## ISTRUZIONI DELL'ESERCIZIO
Scrivi il seguito del brano su Maier e sui gradi delle SS, ripartendo subito dopo la sua ultima frase.

## ESTRATTO FORNITO
- - - - -

L' SS-Oberscharführer Maier, che per Napolitano, faceva parte del «secondo Dipartimento delle SS» (!), viene presentato dalla fonte polacca (da lui male interpretata) come «a representative of Department II of the SS-WVHA». Qui essi incorrono anche in un errore, perché l'SS-Wirtschafts-Verwaltungshauptamt fu istituito il 1° febbraio 1942. L' ufficio cui apparteneva Maier era l'Amt II dello Hauptamt Haushalt und Bauten, che era diretto dall'SS-Oberführer Hans Kammler e si occupava di “costruzioni” (Bauten). Dal contesto del documento 3, si desume che Maier era un membro dell'Amt II/6 Planung (progettazione).
Napolitano descrive fantasiosamente questo personaggio come «un tale autorevole parterre politico nazista», non avendo evidentemente nessuna cognizione neppure dei gradi delle SS: SS-Oberscharführer era l'equivalente del nostro sergente maggiore, mentre il Bauleiter Schlachter era SS-Untersturmführer, grado che corrispondeva a quello di sottotenente.

- - - - -

(Voci contenute in un dataset)
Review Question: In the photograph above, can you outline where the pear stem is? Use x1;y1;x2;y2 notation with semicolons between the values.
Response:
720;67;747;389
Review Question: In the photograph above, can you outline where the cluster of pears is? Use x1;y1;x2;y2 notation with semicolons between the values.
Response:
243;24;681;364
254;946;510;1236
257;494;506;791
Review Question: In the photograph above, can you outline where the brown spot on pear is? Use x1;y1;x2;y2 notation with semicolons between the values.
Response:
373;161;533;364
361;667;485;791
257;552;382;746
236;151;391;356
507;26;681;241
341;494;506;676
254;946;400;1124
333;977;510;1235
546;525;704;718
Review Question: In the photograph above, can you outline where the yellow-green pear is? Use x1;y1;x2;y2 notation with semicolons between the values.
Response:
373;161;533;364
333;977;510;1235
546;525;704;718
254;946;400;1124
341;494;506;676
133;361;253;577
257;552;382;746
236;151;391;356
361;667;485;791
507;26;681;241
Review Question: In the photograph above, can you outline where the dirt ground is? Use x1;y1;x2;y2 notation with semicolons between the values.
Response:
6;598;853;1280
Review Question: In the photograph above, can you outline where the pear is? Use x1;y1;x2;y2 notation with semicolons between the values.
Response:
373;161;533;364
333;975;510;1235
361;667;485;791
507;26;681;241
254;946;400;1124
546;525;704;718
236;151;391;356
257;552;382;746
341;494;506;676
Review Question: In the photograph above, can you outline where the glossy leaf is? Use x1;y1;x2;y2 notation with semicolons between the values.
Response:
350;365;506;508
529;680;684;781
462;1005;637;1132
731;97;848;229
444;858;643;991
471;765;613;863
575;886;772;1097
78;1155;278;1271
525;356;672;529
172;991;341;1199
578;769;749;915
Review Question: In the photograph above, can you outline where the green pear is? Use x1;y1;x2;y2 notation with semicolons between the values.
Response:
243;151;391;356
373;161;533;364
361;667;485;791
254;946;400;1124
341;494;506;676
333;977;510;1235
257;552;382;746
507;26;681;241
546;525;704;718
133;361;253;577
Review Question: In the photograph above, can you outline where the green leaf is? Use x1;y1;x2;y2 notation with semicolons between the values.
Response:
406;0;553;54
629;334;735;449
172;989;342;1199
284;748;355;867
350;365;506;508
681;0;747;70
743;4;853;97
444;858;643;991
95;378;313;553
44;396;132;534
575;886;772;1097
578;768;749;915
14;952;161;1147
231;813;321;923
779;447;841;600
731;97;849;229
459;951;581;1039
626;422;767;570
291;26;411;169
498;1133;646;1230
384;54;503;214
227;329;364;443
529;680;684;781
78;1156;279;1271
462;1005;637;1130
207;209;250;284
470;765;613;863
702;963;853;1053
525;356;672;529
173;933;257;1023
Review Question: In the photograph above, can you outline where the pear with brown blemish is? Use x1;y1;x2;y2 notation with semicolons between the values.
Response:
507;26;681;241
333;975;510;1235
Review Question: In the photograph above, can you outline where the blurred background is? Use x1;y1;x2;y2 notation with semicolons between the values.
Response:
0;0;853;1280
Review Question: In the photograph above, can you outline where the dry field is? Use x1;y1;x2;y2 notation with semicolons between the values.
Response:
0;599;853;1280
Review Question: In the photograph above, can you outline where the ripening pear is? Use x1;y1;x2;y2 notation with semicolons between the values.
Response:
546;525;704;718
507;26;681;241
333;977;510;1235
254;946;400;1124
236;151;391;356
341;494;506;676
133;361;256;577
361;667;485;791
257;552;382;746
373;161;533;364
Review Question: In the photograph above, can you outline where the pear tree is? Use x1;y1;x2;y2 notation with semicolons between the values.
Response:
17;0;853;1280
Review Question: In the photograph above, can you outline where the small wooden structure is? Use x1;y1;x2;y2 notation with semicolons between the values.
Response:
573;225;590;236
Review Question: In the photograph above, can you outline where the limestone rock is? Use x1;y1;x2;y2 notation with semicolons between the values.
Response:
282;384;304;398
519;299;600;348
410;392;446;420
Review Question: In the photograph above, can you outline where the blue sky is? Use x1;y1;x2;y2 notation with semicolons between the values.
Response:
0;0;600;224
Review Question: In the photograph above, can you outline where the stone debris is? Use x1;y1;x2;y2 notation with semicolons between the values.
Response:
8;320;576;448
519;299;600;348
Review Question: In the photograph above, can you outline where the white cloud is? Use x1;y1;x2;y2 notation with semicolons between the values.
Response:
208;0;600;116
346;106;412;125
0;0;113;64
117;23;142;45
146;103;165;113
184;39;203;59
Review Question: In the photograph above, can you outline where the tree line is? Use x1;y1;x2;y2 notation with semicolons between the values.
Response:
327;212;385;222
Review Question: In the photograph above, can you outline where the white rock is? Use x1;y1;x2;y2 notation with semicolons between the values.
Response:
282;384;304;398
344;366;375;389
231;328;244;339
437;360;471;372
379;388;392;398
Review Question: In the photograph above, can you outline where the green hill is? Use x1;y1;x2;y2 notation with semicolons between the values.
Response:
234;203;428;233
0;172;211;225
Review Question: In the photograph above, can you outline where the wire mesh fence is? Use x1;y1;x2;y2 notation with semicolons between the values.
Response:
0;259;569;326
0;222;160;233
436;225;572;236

- - - - -

## RISPOSTA AL COMPITO
Un sottotenente che subiva una ispezione da parte un sergente maggiore!
Napolitano, che non ha capito nulla del documento 3, ne stravolge il significato asserendo che Maier non era andato ad Auschwitz per «coordinare la cremazione di salme» (ma il documento 3 non contiene alcun riferimento al Krematorium!), bensì per addestrare le SS «all’uso dello Ziklon-B a scopo di sterminio», e a tal fine «era addirittura prevista una visita agli impianti» da parte sua: ma quali “impianti”?
All'epoca l'Entlausungsanlage non esisteva ancora e Maier al massimo contribuì all'elaborazione (Überarbeiten) del relativo progetto preliminare (Entwurf).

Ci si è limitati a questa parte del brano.